TEXTE SOURCE ->
━━━━
A épidémie mondiale, solidarité mondiale !

Mis à jour le par Pierre Lemarchand
Réunion de sensibilisation à la COVID-19 animée par l'association haïtienne AHCD en mai 2020

La pandémie du coronavirus s'est abattue sur toute la planète. La crise sanitaire et le confinement qui lui a vite succédé ont plongé les populations du monde entier dans la précarité et la pauvreté. Partout, le monde associatif s'est mobilisé. Les organisations partenaires du Secours populaire, en première ligne de ce combat, ont fait preuve d'une détermination et d'une inventivité extraordinaires. 

« Notre alternative est de mourir du virus ou de mourir de faim ». Ce cri d’alerte, lancé par l’association équatorienne C-Condem, met en exergue que la crise sanitaire ne fait que révéler, dans de nombreux pays déjà fragilisés, la pauvreté et la précarité de ses populations. Que cette crise en entraîne d’autres, plus profondes, plus périlleuses encore : chômage de masse, insécurité alimentaire, faillite de l’éducation. La centaine d’associations partenaires du Secours populaire ont fait preuve, dès le début de la pandémie, d’une énergie et d’une inventivité extraordinaires. En un contexte mondial où les politiques gouvernementales ont au mieux été insuffisantes et ont au pire failli, la solidarité populaire a joué plus que jamais et de manière vitale son irremplaçable rôle.

Des crises en cascade

La sentence de C-Condem est à prendre au pied de la lettre. Au premier trimestre 2020, 40% de la population active équatorienne se retrouve au chômage. Les communautés de cueilleurs artisanaux, de pêcheurs et de petits commerçants des zones côtières n’ont pas pu travailler durant cinquante jours et ont fait face à une véritable crise de la faim. L’association Zanaka de Madagascar témoigne quant à elle que la totalité de la population malgache est touchée par la crise. Les prix des produits de première nécessité ont flambé et, parallèlement, la plupart des malgaches ont perdu leur emploi. Les villageois sont confinés, sans revenus, avec une aide insuffisante ou sans aide du tout. La dénutrition est la conséquence directe de cette situation chaotique et les enfants en sont les premières victimes. La fermeture des écoles déclenche une carence supplémentaire : une carence éducative. De nombreux villageois connaissent l’angoisse du jour-même et souffrent de dépression nerveuse. Ce récit malgache fait figure d’exemple ; il témoigne d’une réalité vécue dans de trop nombreux pays. Dans ceux-ci, la crise économique due au confinement et incarnée par un chômage de masse est amplifiée par le fait que les diasporas, installées dans des pays également confinés et touchés par la crise, ne peuvent plus adresser aux familles restées au pays l’aide financière qu’elles adressent habituellement. 

Une solidarité aux visages multiples

Face à cette crise sanitaire sans précédent, la solidarité s’est organisée dans l’urgence. Sur le front de la santé bien sûr, mais aussi de la sécurité alimentaire, l’accès à l’éducation et le soutien psychologique, des actions tous azimuts se déploient aussitôt. Le soutien du Secours populaire est alors crucial, ainsi que la nécessité de demeurer présent, sur le long terme, auprès des partenaires pour construire des lendemains plus sereins.
━━━━
DONNÉES FOURNIES ->
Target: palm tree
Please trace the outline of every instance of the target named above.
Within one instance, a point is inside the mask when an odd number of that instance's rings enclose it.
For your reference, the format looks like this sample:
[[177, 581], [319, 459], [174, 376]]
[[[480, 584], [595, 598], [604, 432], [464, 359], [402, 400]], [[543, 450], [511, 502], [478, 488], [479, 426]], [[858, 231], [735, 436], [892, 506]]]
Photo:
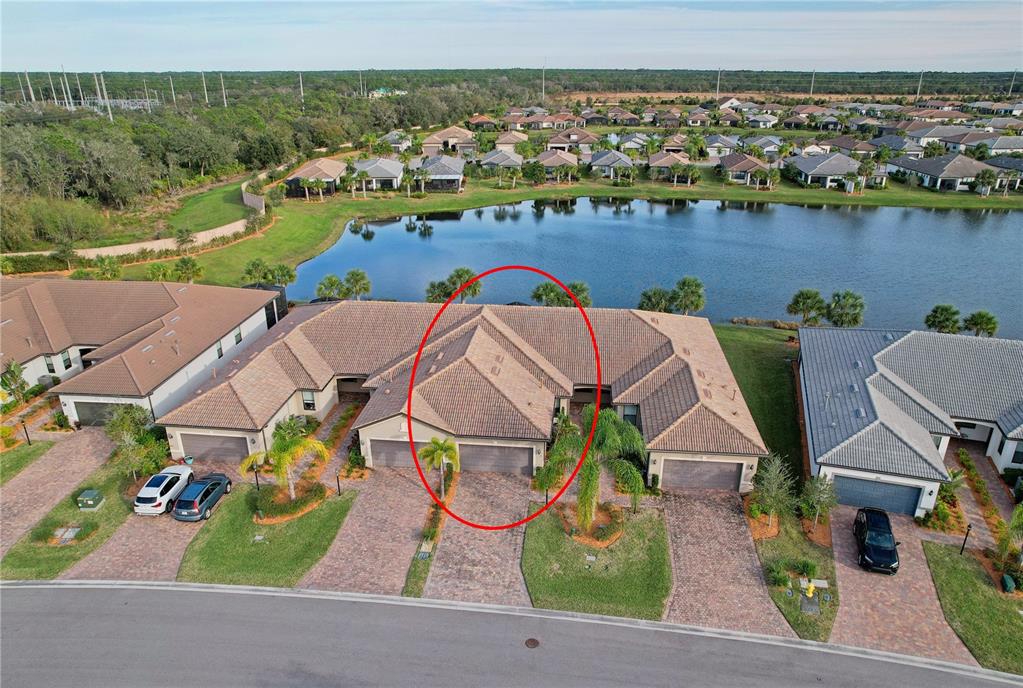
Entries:
[[191, 284], [196, 279], [203, 279], [203, 266], [190, 256], [182, 256], [174, 264], [174, 273], [178, 276], [179, 282]]
[[349, 299], [360, 301], [362, 294], [369, 293], [371, 288], [369, 276], [362, 270], [349, 270], [345, 275], [344, 290]]
[[324, 275], [316, 285], [317, 299], [341, 299], [345, 292], [345, 284], [337, 275]]
[[698, 277], [685, 276], [678, 280], [672, 291], [675, 308], [682, 315], [688, 315], [692, 311], [702, 311], [707, 305], [707, 294], [704, 291], [703, 282]]
[[454, 472], [461, 470], [461, 462], [458, 460], [458, 447], [451, 438], [443, 440], [431, 438], [430, 444], [419, 450], [419, 460], [422, 461], [424, 468], [429, 473], [434, 468], [441, 471], [441, 501], [444, 501], [444, 464], [450, 463]]
[[816, 325], [828, 310], [828, 304], [816, 289], [800, 289], [785, 307], [789, 315], [798, 315], [804, 325]]
[[277, 423], [273, 428], [273, 439], [270, 448], [250, 454], [241, 460], [238, 470], [243, 475], [254, 466], [262, 466], [269, 461], [273, 465], [273, 475], [278, 483], [287, 483], [287, 495], [295, 501], [295, 476], [293, 471], [296, 464], [308, 454], [316, 454], [326, 461], [330, 457], [330, 452], [326, 446], [315, 438], [307, 437], [303, 432], [303, 425], [297, 418], [288, 418]]

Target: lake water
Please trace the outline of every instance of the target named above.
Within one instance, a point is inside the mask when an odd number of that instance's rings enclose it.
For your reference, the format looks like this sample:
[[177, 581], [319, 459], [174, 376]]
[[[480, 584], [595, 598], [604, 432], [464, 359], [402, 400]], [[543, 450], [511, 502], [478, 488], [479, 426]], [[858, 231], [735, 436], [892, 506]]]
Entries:
[[[525, 264], [587, 282], [601, 307], [634, 308], [643, 289], [696, 275], [707, 288], [701, 315], [714, 321], [792, 319], [785, 307], [797, 289], [826, 299], [852, 289], [866, 301], [868, 326], [923, 328], [935, 304], [949, 303], [991, 311], [999, 336], [1023, 337], [1020, 213], [579, 198], [366, 228], [301, 265], [288, 295], [313, 299], [323, 275], [361, 268], [373, 297], [421, 301], [428, 282], [456, 267]], [[538, 281], [500, 273], [476, 301], [529, 302]]]

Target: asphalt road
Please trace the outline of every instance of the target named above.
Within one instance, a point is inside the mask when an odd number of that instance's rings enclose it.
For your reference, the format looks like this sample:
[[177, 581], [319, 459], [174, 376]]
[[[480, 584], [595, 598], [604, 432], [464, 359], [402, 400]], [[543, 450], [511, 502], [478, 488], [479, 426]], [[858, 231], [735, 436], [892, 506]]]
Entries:
[[[1013, 681], [939, 662], [662, 624], [283, 592], [5, 585], [0, 682], [968, 688]], [[539, 646], [528, 648], [530, 638]]]

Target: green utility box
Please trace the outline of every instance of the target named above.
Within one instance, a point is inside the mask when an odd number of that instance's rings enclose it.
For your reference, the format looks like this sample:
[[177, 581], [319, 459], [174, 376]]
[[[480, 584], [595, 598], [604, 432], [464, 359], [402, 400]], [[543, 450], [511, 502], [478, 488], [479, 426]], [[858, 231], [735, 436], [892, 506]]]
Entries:
[[98, 490], [83, 490], [78, 496], [78, 508], [82, 511], [95, 511], [103, 505], [103, 493]]

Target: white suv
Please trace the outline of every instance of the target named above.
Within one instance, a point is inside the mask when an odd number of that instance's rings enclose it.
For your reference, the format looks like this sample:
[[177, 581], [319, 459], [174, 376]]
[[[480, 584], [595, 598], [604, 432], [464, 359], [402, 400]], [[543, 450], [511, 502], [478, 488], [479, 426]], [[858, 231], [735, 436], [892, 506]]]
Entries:
[[192, 481], [190, 466], [170, 466], [146, 480], [135, 497], [135, 513], [158, 516], [174, 508], [174, 500]]

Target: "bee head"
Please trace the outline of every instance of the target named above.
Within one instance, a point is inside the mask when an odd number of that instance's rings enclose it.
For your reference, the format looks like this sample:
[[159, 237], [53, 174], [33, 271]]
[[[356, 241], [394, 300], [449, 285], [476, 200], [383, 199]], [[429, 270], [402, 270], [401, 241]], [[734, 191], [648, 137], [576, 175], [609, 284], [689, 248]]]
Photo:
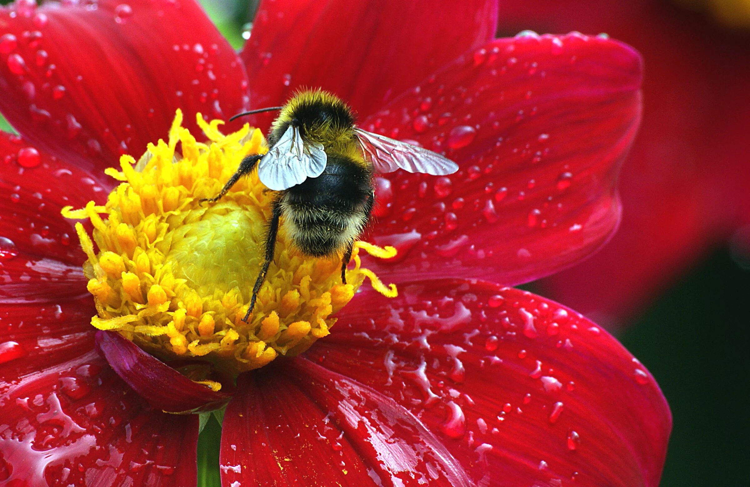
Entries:
[[326, 144], [349, 136], [354, 121], [352, 109], [331, 93], [321, 89], [298, 91], [272, 126], [268, 143], [274, 144], [290, 124], [294, 124], [302, 136]]

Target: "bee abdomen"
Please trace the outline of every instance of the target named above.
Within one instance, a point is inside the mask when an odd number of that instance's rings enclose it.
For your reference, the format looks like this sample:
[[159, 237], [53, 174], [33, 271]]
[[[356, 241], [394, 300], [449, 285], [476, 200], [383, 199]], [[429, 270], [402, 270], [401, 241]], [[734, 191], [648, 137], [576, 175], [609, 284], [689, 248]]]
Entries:
[[303, 253], [315, 257], [341, 252], [359, 236], [368, 222], [368, 215], [362, 211], [284, 206], [284, 226], [292, 242]]

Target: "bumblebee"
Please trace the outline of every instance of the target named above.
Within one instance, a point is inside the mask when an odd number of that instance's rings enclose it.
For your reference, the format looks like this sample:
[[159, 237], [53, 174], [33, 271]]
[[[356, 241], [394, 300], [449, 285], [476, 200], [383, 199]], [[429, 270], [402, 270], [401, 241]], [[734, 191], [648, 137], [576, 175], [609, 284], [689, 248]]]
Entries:
[[274, 258], [279, 223], [292, 244], [313, 257], [341, 258], [341, 281], [354, 242], [370, 220], [374, 204], [373, 175], [401, 169], [410, 172], [448, 175], [458, 166], [421, 147], [363, 130], [352, 109], [322, 90], [303, 91], [284, 106], [240, 113], [237, 117], [280, 110], [272, 124], [266, 154], [252, 154], [214, 198], [224, 196], [242, 176], [257, 168], [260, 182], [277, 192], [266, 239], [265, 261], [253, 288], [247, 321]]

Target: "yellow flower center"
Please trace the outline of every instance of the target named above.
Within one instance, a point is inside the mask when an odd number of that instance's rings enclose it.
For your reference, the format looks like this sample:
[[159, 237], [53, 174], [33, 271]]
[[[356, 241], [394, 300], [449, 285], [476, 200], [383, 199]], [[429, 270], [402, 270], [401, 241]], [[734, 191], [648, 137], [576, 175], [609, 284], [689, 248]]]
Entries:
[[357, 242], [344, 285], [340, 256], [300, 253], [282, 220], [275, 258], [249, 322], [243, 321], [262, 264], [273, 193], [253, 174], [216, 203], [199, 200], [218, 194], [245, 155], [268, 148], [260, 131], [247, 124], [225, 136], [218, 129], [224, 122], [196, 118], [208, 143], [181, 126], [178, 111], [168, 143], [149, 144], [139, 161], [123, 156], [122, 171], [106, 171], [122, 183], [105, 206], [89, 202], [82, 210], [63, 209], [64, 216], [88, 218], [94, 227], [98, 252], [76, 224], [98, 310], [92, 325], [117, 330], [164, 359], [202, 357], [237, 373], [296, 355], [328, 335], [333, 315], [365, 277], [395, 296], [395, 286], [383, 285], [358, 256], [364, 249], [392, 257], [392, 247]]

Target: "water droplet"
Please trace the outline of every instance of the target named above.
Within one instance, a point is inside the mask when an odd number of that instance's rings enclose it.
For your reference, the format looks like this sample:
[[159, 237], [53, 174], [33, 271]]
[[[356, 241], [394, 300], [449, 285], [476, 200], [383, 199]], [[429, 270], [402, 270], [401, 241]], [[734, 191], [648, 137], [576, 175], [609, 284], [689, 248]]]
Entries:
[[[2, 253], [0, 253], [0, 255], [2, 255]], [[17, 342], [4, 342], [0, 343], [0, 363], [21, 358], [26, 356], [26, 349]]]
[[460, 438], [466, 431], [466, 417], [464, 410], [453, 401], [448, 402], [448, 414], [446, 422], [441, 426], [442, 432], [452, 438]]
[[421, 115], [414, 117], [414, 121], [412, 122], [412, 126], [414, 127], [414, 130], [417, 133], [424, 133], [430, 127], [430, 121], [428, 120], [426, 115]]
[[59, 100], [64, 96], [65, 96], [65, 87], [62, 85], [58, 85], [52, 88], [52, 97], [55, 100]]
[[375, 207], [373, 215], [385, 217], [391, 212], [393, 205], [393, 188], [389, 179], [377, 177], [375, 178]]
[[573, 178], [573, 175], [570, 172], [563, 172], [560, 176], [557, 177], [557, 190], [560, 191], [563, 191], [570, 187], [571, 180]]
[[0, 36], [0, 54], [10, 54], [18, 46], [18, 40], [12, 34]]
[[36, 167], [41, 163], [39, 151], [33, 147], [25, 147], [18, 151], [18, 163], [22, 167]]
[[487, 303], [490, 305], [490, 308], [497, 308], [502, 306], [502, 303], [506, 302], [506, 298], [502, 297], [500, 294], [494, 294], [490, 296], [489, 299], [487, 300]]
[[550, 412], [549, 420], [550, 423], [554, 424], [557, 423], [557, 420], [560, 419], [560, 414], [562, 414], [563, 405], [562, 402], [557, 402], [552, 406], [552, 411]]
[[575, 450], [580, 444], [580, 436], [575, 432], [568, 433], [568, 450]]
[[28, 70], [26, 68], [26, 61], [18, 54], [11, 54], [8, 57], [8, 60], [5, 62], [8, 64], [8, 68], [15, 75], [24, 75]]
[[453, 192], [453, 182], [449, 178], [442, 176], [435, 180], [435, 194], [438, 198], [445, 198]]
[[638, 384], [644, 385], [649, 383], [649, 375], [644, 371], [640, 369], [636, 369], [635, 372], [633, 372], [633, 375], [635, 376], [635, 381]]
[[44, 49], [40, 49], [38, 51], [37, 51], [37, 53], [34, 58], [34, 61], [37, 64], [37, 66], [41, 67], [42, 66], [46, 64], [46, 60], [47, 58], [49, 57], [50, 55], [47, 54], [47, 52], [45, 51]]
[[534, 327], [534, 315], [524, 308], [518, 309], [518, 314], [524, 318], [524, 334], [527, 338], [536, 338], [538, 333]]
[[487, 200], [484, 203], [484, 208], [482, 211], [482, 214], [484, 215], [484, 218], [488, 223], [494, 223], [500, 220], [500, 215], [495, 211], [495, 205], [492, 202], [491, 199]]
[[0, 237], [0, 260], [10, 260], [17, 255], [16, 243], [10, 238]]
[[476, 130], [468, 125], [454, 127], [448, 134], [448, 147], [460, 149], [472, 143], [476, 136]]
[[560, 37], [554, 37], [552, 39], [552, 47], [550, 49], [552, 54], [562, 54], [563, 50], [562, 40]]
[[50, 18], [47, 17], [46, 13], [38, 12], [34, 16], [34, 19], [32, 22], [34, 23], [34, 26], [37, 28], [44, 28], [50, 22]]
[[133, 7], [128, 4], [120, 4], [115, 7], [115, 22], [124, 22], [133, 15]]
[[537, 226], [539, 224], [539, 215], [542, 214], [542, 211], [535, 208], [529, 212], [529, 219], [527, 224], [530, 227]]
[[539, 39], [539, 34], [534, 31], [525, 30], [515, 35], [516, 39]]
[[542, 385], [548, 393], [556, 393], [562, 389], [562, 383], [550, 375], [540, 377], [539, 380], [542, 381]]
[[479, 66], [487, 59], [487, 49], [482, 48], [474, 52], [474, 65]]
[[452, 232], [458, 228], [458, 217], [456, 214], [449, 211], [446, 214], [446, 229]]

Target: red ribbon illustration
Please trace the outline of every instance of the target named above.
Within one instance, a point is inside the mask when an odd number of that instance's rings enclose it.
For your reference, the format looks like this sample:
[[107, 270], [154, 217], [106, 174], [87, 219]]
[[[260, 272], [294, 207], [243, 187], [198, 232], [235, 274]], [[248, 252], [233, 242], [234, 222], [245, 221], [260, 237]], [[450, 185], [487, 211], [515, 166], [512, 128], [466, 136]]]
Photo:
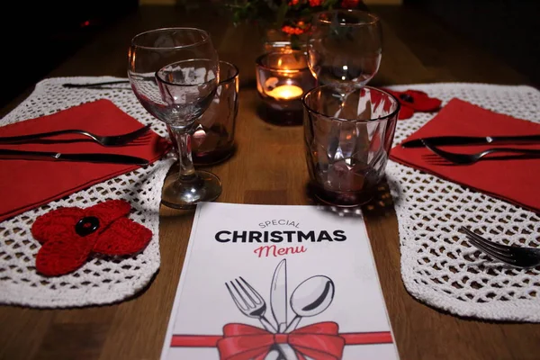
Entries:
[[390, 344], [389, 331], [339, 334], [335, 322], [319, 322], [289, 334], [273, 334], [246, 324], [223, 327], [223, 337], [173, 335], [171, 346], [217, 346], [220, 360], [264, 359], [276, 344], [289, 344], [300, 360], [340, 359], [345, 345]]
━━━━
OBJECTIF DE L'EXERCICE -> Prolongez l'article sur la solidarité internationale face à la pandémie de COVID-19 à partir de sa dernière phrase.

RÉSULTAT ->
Des hôpitaux insuffisamment équipés et des professionnels de santé débordés face à la pandémie : dans les témoignages des partenaires du SPF, à quelque endroit du monde, saille ce constat sans appel. Aussi, de nombreuses actions consistent en l’équipement d’établissements de santé en matériel médical. Au Bangladesh par exemple, un projet impulsé par GK Savar consiste en la mise en place d’hôpitaux de campagne, la formation et l’équipement de personnels de santé, la distribution de tests et de matériel de protection.

De nombreuses actions de prévention sanitaire ont été impulsées. Ainsi, au Mozambique, l’association AMPDC a constitué et formé 40 comités de santé pour sensibiliser les communautés à la Covid-19. Ceux-ci ont pu distribuer du matériel de prévention (savons, seaux avec robinet pour le nettoyage des mains et masques) aux femmes et aux écoles tandis qu’une vaste campagne de prévention par voie radiophonique a été mise en place. Au Salvador, c’est directement au domicile des familles que les membres de l’association Provida se sont rendus afin de délivrer des colis alimentaires en même temps que les conseils sanitaires de base. Pourvoir en nourriture et en produits d’hygiène des milliers de famille : cet acte élémentaire, ce geste universel et vital, a occupé tous les partenaires du Secours populaire, aux quatre coins de la planète, durant les mois de confinement qui ont mis tant de familles dans le désarroi et la pauvreté.

Une autre conséquence du confinement, qui elle aussi creusa plus encore les inégalités, fut la fermeture des écoles. Nombre de partenaires du SPF se sont attachés à ce que des milliers d’enfants puissent poursuivre leur scolarité. Ainsi, l’association géorgienne Educare a fourni à de nombreux lycéens pauvres des ordinateurs portables, des logiciels éducatifs et une connexion internet. Alors, ces élèves purent suivre les cours en télé-enseignement et ne pas décrocher de leurs études quand l’enseignement, dans un pays confiné, ne se dispense plus qu’à distance.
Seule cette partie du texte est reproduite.